* **Goal of the exercise**: The answer should consist of the records below, repeated exactly, and no pictures.

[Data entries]
___

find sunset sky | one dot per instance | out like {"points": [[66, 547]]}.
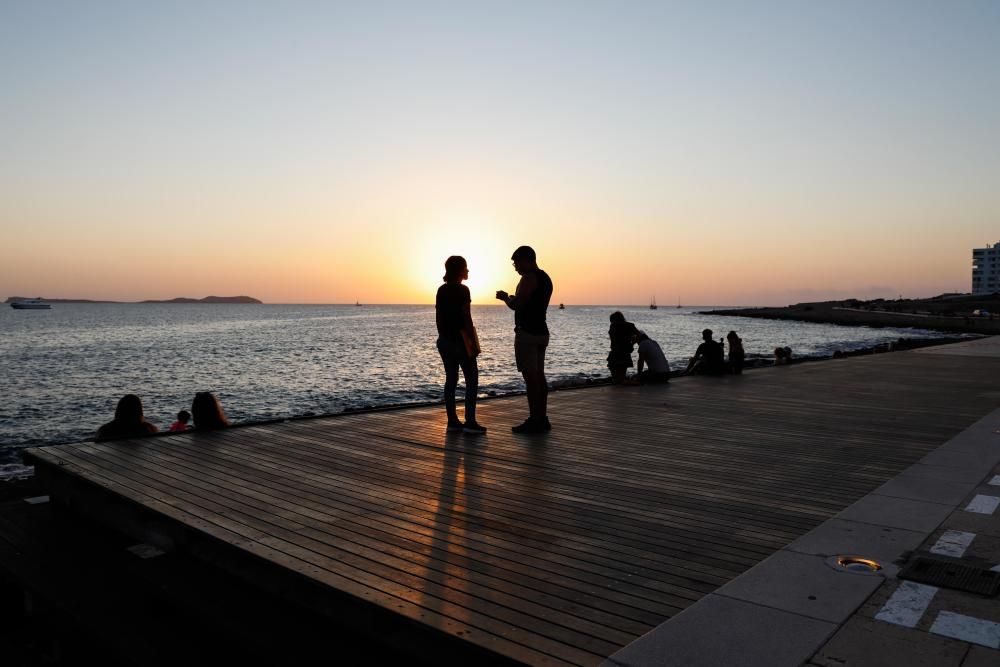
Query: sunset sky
{"points": [[322, 152]]}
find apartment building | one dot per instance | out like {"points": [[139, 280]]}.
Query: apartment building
{"points": [[986, 269]]}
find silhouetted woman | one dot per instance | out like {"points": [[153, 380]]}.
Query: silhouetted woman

___

* **Response area**:
find sunset sky | one dot per instance | out like {"points": [[66, 547]]}.
Query: sunset sky
{"points": [[322, 152]]}
find apartment building | one dot per instance | out like {"points": [[139, 280]]}.
Query: apartment building
{"points": [[986, 269]]}
find silhouetted woman | one dot per instance | out like {"points": [[153, 380]]}.
Query: silhouetted woman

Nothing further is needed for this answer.